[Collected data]
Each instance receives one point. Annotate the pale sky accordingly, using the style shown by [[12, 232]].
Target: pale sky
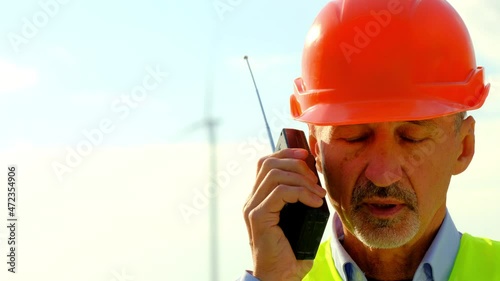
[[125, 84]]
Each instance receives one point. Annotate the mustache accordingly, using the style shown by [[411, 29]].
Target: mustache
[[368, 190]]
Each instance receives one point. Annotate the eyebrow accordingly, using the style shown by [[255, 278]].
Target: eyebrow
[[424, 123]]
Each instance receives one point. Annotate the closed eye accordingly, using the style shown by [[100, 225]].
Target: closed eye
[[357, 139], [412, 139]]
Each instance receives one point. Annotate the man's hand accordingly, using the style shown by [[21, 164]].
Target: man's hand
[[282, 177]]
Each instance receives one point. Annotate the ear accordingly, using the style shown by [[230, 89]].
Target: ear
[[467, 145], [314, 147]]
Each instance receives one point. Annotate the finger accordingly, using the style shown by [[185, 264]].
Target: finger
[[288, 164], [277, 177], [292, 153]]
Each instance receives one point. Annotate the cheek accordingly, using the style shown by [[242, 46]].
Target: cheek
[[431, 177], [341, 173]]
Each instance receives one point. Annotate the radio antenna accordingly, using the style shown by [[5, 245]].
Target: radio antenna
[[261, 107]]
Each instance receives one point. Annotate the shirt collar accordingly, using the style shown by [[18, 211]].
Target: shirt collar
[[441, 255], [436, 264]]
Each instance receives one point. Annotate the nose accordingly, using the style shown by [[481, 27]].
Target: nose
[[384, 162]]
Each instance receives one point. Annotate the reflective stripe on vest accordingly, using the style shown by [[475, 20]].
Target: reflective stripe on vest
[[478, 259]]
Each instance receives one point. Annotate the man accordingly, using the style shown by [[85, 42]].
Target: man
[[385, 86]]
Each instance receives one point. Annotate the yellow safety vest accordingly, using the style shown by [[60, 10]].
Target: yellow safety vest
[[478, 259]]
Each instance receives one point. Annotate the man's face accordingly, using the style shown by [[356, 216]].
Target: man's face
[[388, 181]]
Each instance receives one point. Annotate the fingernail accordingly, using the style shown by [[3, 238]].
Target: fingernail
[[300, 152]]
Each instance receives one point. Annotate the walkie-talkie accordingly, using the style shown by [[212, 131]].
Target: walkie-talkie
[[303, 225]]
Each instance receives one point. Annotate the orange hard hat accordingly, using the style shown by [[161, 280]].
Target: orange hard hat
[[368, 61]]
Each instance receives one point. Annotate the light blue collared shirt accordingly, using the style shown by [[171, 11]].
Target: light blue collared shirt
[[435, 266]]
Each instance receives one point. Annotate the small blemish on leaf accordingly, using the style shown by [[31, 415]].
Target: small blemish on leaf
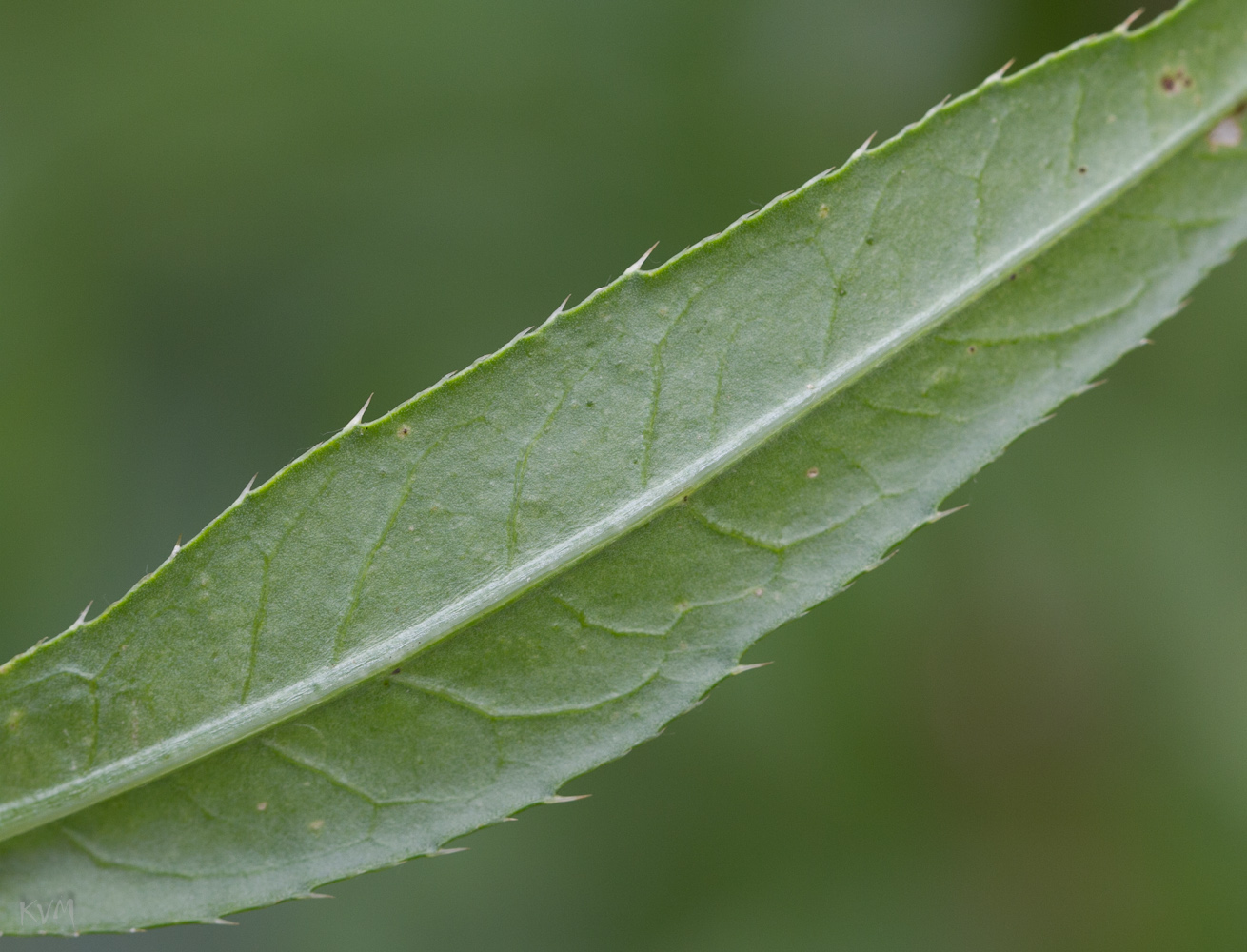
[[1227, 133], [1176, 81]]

Directions
Without copying any picture, repeat all of the entries exactly.

Response area
Each instance receives one point. Annotate the pale sky accordingly, using the style shown by [[12, 232]].
Target: pale sky
[[125, 84]]
Each instance receives one point. Annotate the mustache accordingly, using the style shown by [[411, 29]].
Target: mustache
[[368, 190]]
Each instance receives one point. Annotate the eyebrow accordingly, using the style shown by [[255, 278]].
Target: eyebrow
[[424, 123]]
Each instance receives one point. Annotate the closed eye accordingly, using the style shown by [[100, 225]].
Target: closed eye
[[357, 139], [412, 139]]
Each instance receives one point. Annotate the man's hand accordingly, using the style shown by [[21, 164]].
Target: man's hand
[[282, 177]]
Each instance receives one point. Annotate the ear accordingly, using the style shown by [[230, 89]].
Target: ear
[[467, 145], [314, 147]]
Each instance receives one point. Annotate the finger accordingly, using the style shown by [[185, 264]].
Target: finger
[[288, 164], [277, 177], [292, 153]]
Each instance receives one point. Annotate the cheek accordingly, using the style shown by [[242, 46]].
Target: cheek
[[431, 177], [341, 173]]
Each instance receives one point. Annotate the radio antenna accordingly, using the style shown by [[5, 245]].
Target: radio antenna
[[261, 107]]
Each instance receives one point. Annotate the shirt collar accordingly, using the style shown by [[18, 211]].
Target: shirt collar
[[441, 255], [436, 264]]
Each instance receives one point. Annotate the nose accordingly, using the style shown by [[481, 27]].
Target: nose
[[384, 162]]
Each instance receives one point. Annotate the reflective stripe on vest accordingly, using the style shown by [[475, 20]].
Target: reflective stripe on vest
[[478, 259]]
Each instance receives one point. Annotate the man accordingly, using the style shown by [[85, 42]].
Target: man
[[385, 86]]
Each instance receives one point. Annotate the yellow safety vest accordingly, using the style shown by [[60, 10]].
Target: yellow safety vest
[[478, 259]]
Each instance receives one point. Annotate the man's face accordingly, using the style shown by [[356, 216]].
Target: man's face
[[388, 181]]
Each instance receives one point. Annotate the fingernail accordingly, using the style shown by [[3, 238]].
Target: fingernail
[[300, 152]]
Each instance receives one point. Annotate the walkie-talkie accordingly, using the style shown by [[212, 131]].
Target: walkie-talkie
[[303, 225]]
Each instance receives one point. Annotate the orange hard hat accordingly, using the style shown by [[161, 280]].
Target: orange hard hat
[[368, 61]]
Each instance receives one point. Annotate the light blue collared shirt accordingly, using the style shown by [[171, 11]].
Target: light blue collared shirt
[[435, 266]]
Each instance receives one point. Annotate the small blemish on leaf accordingly, using the style shown by [[31, 415]].
Target: small blemish on leaf
[[1227, 133], [1176, 81]]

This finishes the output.